**Task details**:
Without any pictures, restate the full set of records below exactly.

- Opening Delimiter -

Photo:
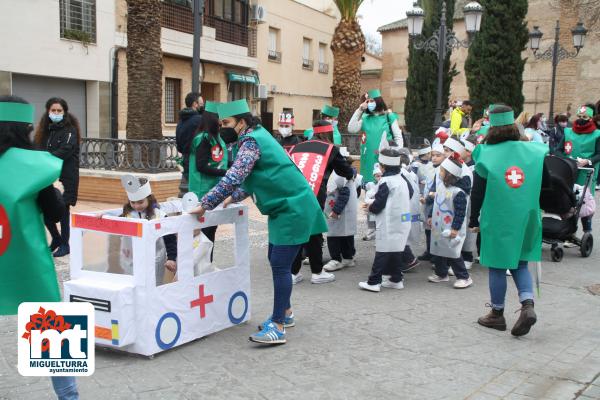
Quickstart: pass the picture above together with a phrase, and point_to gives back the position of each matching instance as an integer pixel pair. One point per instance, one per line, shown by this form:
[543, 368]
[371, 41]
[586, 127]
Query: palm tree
[348, 46]
[144, 69]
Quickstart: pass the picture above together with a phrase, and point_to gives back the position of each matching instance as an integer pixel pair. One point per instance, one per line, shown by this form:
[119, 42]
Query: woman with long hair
[58, 132]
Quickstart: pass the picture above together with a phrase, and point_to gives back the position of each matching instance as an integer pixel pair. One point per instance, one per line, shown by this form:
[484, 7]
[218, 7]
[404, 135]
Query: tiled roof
[402, 23]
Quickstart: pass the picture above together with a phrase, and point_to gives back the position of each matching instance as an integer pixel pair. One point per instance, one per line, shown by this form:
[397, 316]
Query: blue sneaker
[288, 322]
[269, 335]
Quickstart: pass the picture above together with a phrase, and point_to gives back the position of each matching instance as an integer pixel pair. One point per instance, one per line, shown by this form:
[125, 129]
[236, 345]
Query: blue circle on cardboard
[233, 319]
[159, 342]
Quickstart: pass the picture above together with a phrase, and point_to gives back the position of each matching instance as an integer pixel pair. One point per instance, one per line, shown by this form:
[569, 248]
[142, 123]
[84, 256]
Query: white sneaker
[370, 288]
[463, 283]
[323, 277]
[393, 285]
[437, 279]
[297, 278]
[348, 263]
[333, 265]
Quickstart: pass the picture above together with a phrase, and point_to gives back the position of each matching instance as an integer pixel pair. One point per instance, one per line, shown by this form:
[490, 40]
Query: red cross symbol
[514, 177]
[4, 230]
[202, 301]
[216, 153]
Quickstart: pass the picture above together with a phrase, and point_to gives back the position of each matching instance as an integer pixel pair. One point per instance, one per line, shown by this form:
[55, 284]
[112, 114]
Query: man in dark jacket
[189, 120]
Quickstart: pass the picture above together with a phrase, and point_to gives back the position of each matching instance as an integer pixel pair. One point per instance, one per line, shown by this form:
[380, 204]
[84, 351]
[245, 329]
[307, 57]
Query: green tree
[421, 85]
[494, 67]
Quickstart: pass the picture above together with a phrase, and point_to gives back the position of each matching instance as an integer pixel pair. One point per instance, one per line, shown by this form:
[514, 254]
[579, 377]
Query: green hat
[330, 111]
[585, 110]
[502, 119]
[374, 93]
[212, 106]
[233, 108]
[16, 112]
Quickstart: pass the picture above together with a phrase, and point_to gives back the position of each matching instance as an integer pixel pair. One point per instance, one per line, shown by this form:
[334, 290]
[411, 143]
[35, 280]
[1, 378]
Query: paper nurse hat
[330, 111]
[135, 190]
[373, 93]
[212, 106]
[233, 108]
[286, 118]
[585, 110]
[454, 145]
[452, 168]
[16, 112]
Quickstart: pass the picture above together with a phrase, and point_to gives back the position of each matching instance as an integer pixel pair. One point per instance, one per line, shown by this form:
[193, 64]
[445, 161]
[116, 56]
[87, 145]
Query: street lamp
[442, 41]
[556, 53]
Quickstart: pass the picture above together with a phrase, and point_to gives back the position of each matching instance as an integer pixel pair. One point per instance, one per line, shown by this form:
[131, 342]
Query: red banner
[124, 228]
[312, 165]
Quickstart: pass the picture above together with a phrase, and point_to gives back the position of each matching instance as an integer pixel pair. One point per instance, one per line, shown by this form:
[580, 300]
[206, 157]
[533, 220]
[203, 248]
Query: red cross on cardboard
[514, 177]
[216, 153]
[4, 230]
[202, 301]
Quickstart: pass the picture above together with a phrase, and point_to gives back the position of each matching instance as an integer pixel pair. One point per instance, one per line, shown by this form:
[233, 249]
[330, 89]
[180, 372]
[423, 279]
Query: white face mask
[285, 131]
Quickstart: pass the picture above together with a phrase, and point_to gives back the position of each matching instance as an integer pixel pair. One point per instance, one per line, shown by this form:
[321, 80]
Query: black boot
[494, 319]
[526, 320]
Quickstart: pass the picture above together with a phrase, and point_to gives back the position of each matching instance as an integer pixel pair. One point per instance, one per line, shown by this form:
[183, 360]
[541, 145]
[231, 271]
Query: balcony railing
[180, 18]
[307, 64]
[150, 156]
[275, 56]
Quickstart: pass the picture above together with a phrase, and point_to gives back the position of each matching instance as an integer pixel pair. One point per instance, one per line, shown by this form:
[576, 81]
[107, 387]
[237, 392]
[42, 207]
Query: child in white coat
[390, 206]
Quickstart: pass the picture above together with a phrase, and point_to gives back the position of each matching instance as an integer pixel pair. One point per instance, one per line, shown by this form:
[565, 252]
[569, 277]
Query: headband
[16, 112]
[323, 129]
[424, 151]
[452, 168]
[502, 119]
[387, 160]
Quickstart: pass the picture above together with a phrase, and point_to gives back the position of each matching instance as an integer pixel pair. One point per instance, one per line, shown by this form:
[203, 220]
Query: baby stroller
[560, 201]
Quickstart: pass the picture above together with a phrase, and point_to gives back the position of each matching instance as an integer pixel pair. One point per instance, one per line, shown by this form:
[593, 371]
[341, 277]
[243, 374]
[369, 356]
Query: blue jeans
[522, 279]
[281, 258]
[65, 387]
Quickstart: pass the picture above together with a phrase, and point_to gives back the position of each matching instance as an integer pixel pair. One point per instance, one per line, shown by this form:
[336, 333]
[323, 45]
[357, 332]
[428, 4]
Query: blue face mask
[55, 117]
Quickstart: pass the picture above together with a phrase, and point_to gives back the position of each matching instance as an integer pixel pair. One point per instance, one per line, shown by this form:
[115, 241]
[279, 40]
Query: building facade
[295, 62]
[577, 79]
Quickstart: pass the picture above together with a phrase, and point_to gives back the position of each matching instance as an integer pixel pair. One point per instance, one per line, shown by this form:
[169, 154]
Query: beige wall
[577, 81]
[297, 88]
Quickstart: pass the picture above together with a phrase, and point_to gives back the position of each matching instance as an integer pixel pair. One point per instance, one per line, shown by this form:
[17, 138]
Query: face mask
[285, 131]
[55, 117]
[229, 135]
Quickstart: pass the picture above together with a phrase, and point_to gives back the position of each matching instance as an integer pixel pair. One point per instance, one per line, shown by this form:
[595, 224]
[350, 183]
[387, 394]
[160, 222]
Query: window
[307, 62]
[172, 100]
[274, 54]
[78, 20]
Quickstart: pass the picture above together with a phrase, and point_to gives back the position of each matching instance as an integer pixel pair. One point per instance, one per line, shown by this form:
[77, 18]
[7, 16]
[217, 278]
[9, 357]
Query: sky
[375, 13]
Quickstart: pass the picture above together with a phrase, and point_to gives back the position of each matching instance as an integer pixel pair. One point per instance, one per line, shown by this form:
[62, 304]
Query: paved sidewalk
[419, 343]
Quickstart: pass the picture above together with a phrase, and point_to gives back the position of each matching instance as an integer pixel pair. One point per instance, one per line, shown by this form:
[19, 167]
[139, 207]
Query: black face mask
[229, 135]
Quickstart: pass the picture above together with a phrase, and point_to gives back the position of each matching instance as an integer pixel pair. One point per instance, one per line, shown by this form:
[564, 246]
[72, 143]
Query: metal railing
[307, 64]
[150, 156]
[275, 56]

- Closing Delimiter -

**Written response**:
Photo:
Quickstart: pass the picture above together with a phrase, and point_to gives back the position of each matching instance as an integer pixel pair. One point per instance, one per line, shown by this form:
[543, 368]
[371, 41]
[586, 127]
Query: palm tree
[348, 46]
[144, 69]
Quickstart: pass the picture above together with a phrase, and point_to gives back the position of each matching instance as an integer pixel pair. One point per instance, one per line, shown by this form:
[119, 42]
Query: woman with long hair
[58, 132]
Quickstart: pass the picture above together with a phrase, and point_to gives back the position of each matching instance as an integer pixel pair. One point per instance, one per line, shown by this form:
[484, 7]
[218, 7]
[404, 135]
Query: tiled roof
[402, 23]
Quickstart: pass the picture above together with a phrase, and point_to gives back the position of each matching instance as an integer pixel pair. One point per instance, one per line, shown by this form:
[397, 316]
Query: blue sneaker
[288, 322]
[269, 335]
Quickstart: pass the picture above together with a phrase, and point_to gives back the position of each matching instance as an integer pixel pair. One point per instance, one per line, shown by this form:
[125, 129]
[236, 345]
Query: blue circle on cardboard
[233, 319]
[159, 342]
Quickstart: pass the picture above together with a phrase, and point_to gives back the position of each matching instance as an integer pixel pair. One point per instance, one per line, shown by this form:
[569, 248]
[142, 123]
[84, 256]
Query: white sneaker
[370, 288]
[463, 283]
[323, 277]
[393, 285]
[437, 279]
[297, 278]
[348, 263]
[333, 265]
Quickstart: pass the picture above together with a phrase, and point_to gives back the position of each matching instance as an integer pixel pair. One point per instance, one per line, shown by this form:
[490, 40]
Query: red cross symbol
[514, 177]
[4, 230]
[202, 301]
[216, 153]
Quickstart: pass the picture above together with a phrase, and point_to gives back the position of each matching instance as an integer pixel pair. One point per instance, one per line, shown by this form:
[55, 284]
[112, 114]
Query: man in dark jacket
[189, 120]
Quickstart: pass the picture above together with a phrase, and point_to gives back the position of each matching instance as an integer pixel pair. One point per instance, one per line, shown by this form:
[380, 204]
[84, 351]
[245, 329]
[307, 57]
Query: green tree
[421, 85]
[494, 67]
Quickstart: pass the picture above together with a phrase, and point_to gives back the position of each matching instance as an integer pixel pair. One point per instance, one per line, shown by this form:
[514, 254]
[579, 377]
Query: green hat
[330, 111]
[585, 110]
[502, 119]
[374, 93]
[212, 106]
[233, 108]
[16, 112]
Quickstart: pass the picture above together with a phrase, and point_to gives back the position of each matching instance as an integer pixel pair. One point per instance, one per line, shown by this form:
[334, 290]
[411, 143]
[35, 280]
[1, 378]
Query: paper nurse hat
[330, 111]
[135, 190]
[373, 93]
[212, 106]
[233, 108]
[286, 118]
[585, 110]
[454, 145]
[452, 168]
[16, 112]
Quickstart: pass the picture above together with a phrase, and point_to gives back the position of each matching instance as an integer pixel pair. One point per instance, one per line, shown by this form:
[193, 64]
[445, 161]
[116, 56]
[87, 145]
Query: street lamp
[442, 41]
[556, 53]
Quickstart: pass the picture above together with a phrase, and point_to gives back the position of each matching instance as an integer pixel pair. One point per instance, one per line, shown by this form:
[131, 342]
Query: red banner
[124, 228]
[312, 165]
Quickstart: pass the picture above together with a phrase, and point_to gives back the position of each matching instance as an integer pixel pair. One point per instance, one per line, shown by this form:
[580, 300]
[206, 157]
[533, 220]
[203, 248]
Query: red cross on cardboard
[514, 177]
[216, 153]
[4, 230]
[202, 301]
Quickstart: pass the picture above together with a phrase, and point_to gives back the position of each matching instance as an integer pixel pair. One point per instance, one per line, shown by this form:
[233, 249]
[330, 89]
[180, 372]
[423, 279]
Query: white face mask
[285, 131]
Quickstart: pass the picture above together with a phrase, and point_to gives back the position of each matching instance as an integer pixel pair. One point per instance, one per line, shown by this form:
[321, 80]
Query: black boot
[494, 319]
[526, 320]
Quickstart: pass the picture above together with a phrase, and point_to gives back the position of each matching instance as an integer pixel pair. One point per instance, one per line, shown by this form:
[183, 360]
[541, 145]
[231, 271]
Query: balcony railing
[180, 18]
[307, 64]
[150, 156]
[275, 56]
Quickstart: pass the picture above together with a phrase, and point_to gives back the position of each matching instance as an integer pixel pair. One point per instance, one per line, shown by this form:
[576, 81]
[107, 387]
[237, 392]
[42, 207]
Query: child in white coat
[390, 206]
Quickstart: pass the picture above together with a phrase, and point_to gives back the position of each matching instance as an integer pixel pair. One point per instance, one per line, shown by this form:
[565, 252]
[569, 277]
Query: headband
[16, 112]
[323, 129]
[424, 151]
[452, 168]
[502, 119]
[387, 160]
Quickstart: pass the picture above together with a phrase, and point_to gives back the position of each matching instance as an integer pixel pair. One point per instance, one per line, shown by this form:
[203, 220]
Query: baby stroller
[560, 201]
Quickstart: pass the picture above together with a phrase, and point_to gives back the position of each matching instance as an integer pixel pair. One point per instance, one per line, shown by this form:
[593, 371]
[341, 277]
[243, 374]
[369, 356]
Query: blue jeans
[522, 279]
[281, 258]
[65, 387]
Quickstart: pass the picture above together with a phrase, and point_to gives back the position of each matching instance as an integer pixel pair. One point per instance, one per line, shown by this form:
[336, 333]
[323, 45]
[357, 332]
[428, 4]
Query: blue face mask
[55, 117]
Quickstart: pass the picture above together with a phrase, and point_to gives back the position of each matching instance as an integer pixel pair. One point per instance, one per line, shown by this form:
[115, 241]
[279, 40]
Query: building facade
[295, 62]
[577, 79]
Quickstart: pass the picture above together with a phrase, and point_to gives back the position of each matching instance as an integer pixel pair. One point per instance, one per line, shown by this form:
[169, 154]
Query: beige wall
[577, 81]
[297, 88]
Quickstart: pass the picture above together with a phrase, and point_to gives back the position of each matching instance as an integer pixel pair. One point per instance, one per line, shown by this form:
[17, 138]
Query: face mask
[285, 131]
[55, 117]
[229, 135]
Quickstart: pass the picture above together with a phrase, and point_to gives back the position of each matching instance as an integer pixel pair. One point per instance, one per line, shown by this form:
[595, 224]
[350, 183]
[387, 394]
[160, 222]
Query: window
[307, 62]
[172, 100]
[274, 54]
[78, 20]
Quickstart: pass the picture above together with a phrase, and point_to gives back the position of each matching instance as an integer pixel pair. One point per instance, one per line, shown by this form:
[77, 18]
[7, 16]
[217, 278]
[9, 357]
Query: sky
[375, 13]
Quickstart: pass the picture above together with a phrase, and point_to gives back the position of each matching instance as an integer pixel pair. One point per instance, one per line, shown by this form:
[62, 304]
Query: paved sidewalk
[419, 343]
Quickstart: pass the picture above together with a phrase, and point_to gives back the position of each matching instance as an integer pixel pair. One point per instance, one per line, shown by this form:
[19, 167]
[139, 207]
Query: black face mask
[229, 135]
Quickstart: pass the picture above together with a phrase, and point_to gives back the position of each matching instance as an integer pixel pair. One point per instance, one per line, shown by this form:
[564, 246]
[72, 143]
Query: metal railing
[307, 64]
[150, 156]
[275, 56]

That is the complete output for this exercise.